= DOCUMENT SECTION =
-- START --

# Jodie Marsh



## coldo (Dec 7, 2008)

Is now a "bodybuilder"...

http://www.dailymail.co.uk/tvshowbiz/article-1188329/Muscle-girl-Jodie-Marsh-pumps-iron-swaps-glamour-body-building.html


----------



## solidcecil (Mar 8, 2012)

ROIDS!!

haha


----------



## MaKaVeLi (Aug 12, 2008)

Good on her, saw that pic at the bottom "Pete: My Hell" **** off you money grabbing [email protected]


----------



## Frijiman (Nov 23, 2007)

She looks much better


----------



## ibiza2001 (Mar 6, 2009)

Minger!!!!!!!


----------



## tylerx (Feb 20, 2008)

I read the above article and it brought forth a smile. I have no right what so ever to find flaw in what she is doing for we all have a free will however I have a right to share the truth in more ways than none this smells like an attempt to sell something else. When the lime light begins to fade find something else which will surely bring forth attention. I can 't knock her, if she is going to go for it then whatever go for it however there are a lot of other ladies who have been at it for quite some time and deserve far more praise than her. We have different taste but in my humble opinion there nothing drawing about this lady.


----------



## nobody (Apr 20, 2009)

Id give her a dam good workout, plus she's loaded and probly a right dirty biatch


----------



## solidcecil (Mar 8, 2012)

nobody said:


> Id give her a dam good workout, plus she's loaded and probly a *right dirty biatch*


*Amen brother*


----------



## sc0tt (Mar 4, 2009)

nobody said:


> Id give her a dam good workout, plus she's loaded and probly a right dirty biatch


haha me too! :thumb:


----------



## MaKaVeLi (Aug 12, 2008)

And probably has more STI's than ford, go for it lads!


----------



## Goose (Jan 29, 2009)

This topic was started this morning???


----------



## solidcecil (Mar 8, 2012)

MaKaVeLi said:


> And probably has more STI's than ford, go for it lads!


haha must remember that one!


----------



## MXD (Jan 23, 2008)

She looks ace tbh, fair play to her.


----------



## Craig660 (Dec 8, 2005)

She lives near me and see her about, think she is bit of a **** to be fair.


----------



## donggle (Aug 28, 2007)

i would.... bisexual glamour model on your list? too right i would.


----------



## «Fatman« (Jul 7, 2008)

I'd chain her to my kitchen sink.


----------



## welshflame (May 21, 2009)

i must admit she does look good. shes built her chest up really well haha.


----------



## flexwright (Oct 2, 2008)

i would give her one, two, three, four all night long


----------



## Ollie B (Mar 14, 2007)

I would boot her back doors in any day of the week.


----------



## rugbyrich (May 21, 2008)

it looks like a train could pass through them legs on the back shot!! mucky so and so


----------



## Beklet (May 13, 2005)

-- END --

= REQUEST 1 =
Edit the listing so that "tree trunk" becomes "utility pole", leaving every other part of it unchanged.
The forum thread and the listing are unrelated material.

= GIVEN DATA =
-- START --

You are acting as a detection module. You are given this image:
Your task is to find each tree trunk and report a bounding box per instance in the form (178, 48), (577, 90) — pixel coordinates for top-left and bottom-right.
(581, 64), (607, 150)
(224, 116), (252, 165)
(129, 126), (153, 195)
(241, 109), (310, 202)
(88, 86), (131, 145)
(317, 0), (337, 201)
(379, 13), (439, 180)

-- END --

= REQUEST 2 =
In the Jodie Marsh thread, which usernames have a 2009 date in their post header?

= WRITTEN SOLUTION 1 =
You are acting as a detection module. You are given this image:
Your task is to find each utility pole and report a bounding box per instance in the form (178, 48), (577, 90) — pixel coordinates for top-left and bottom-right.
(581, 64), (607, 150)
(224, 116), (252, 165)
(129, 126), (153, 195)
(241, 109), (310, 202)
(88, 86), (131, 145)
(317, 0), (337, 201)
(379, 13), (439, 180)

= WRITTEN SOLUTION 2 =
ibiza2001, nobody, sc0tt, Goose, welshflame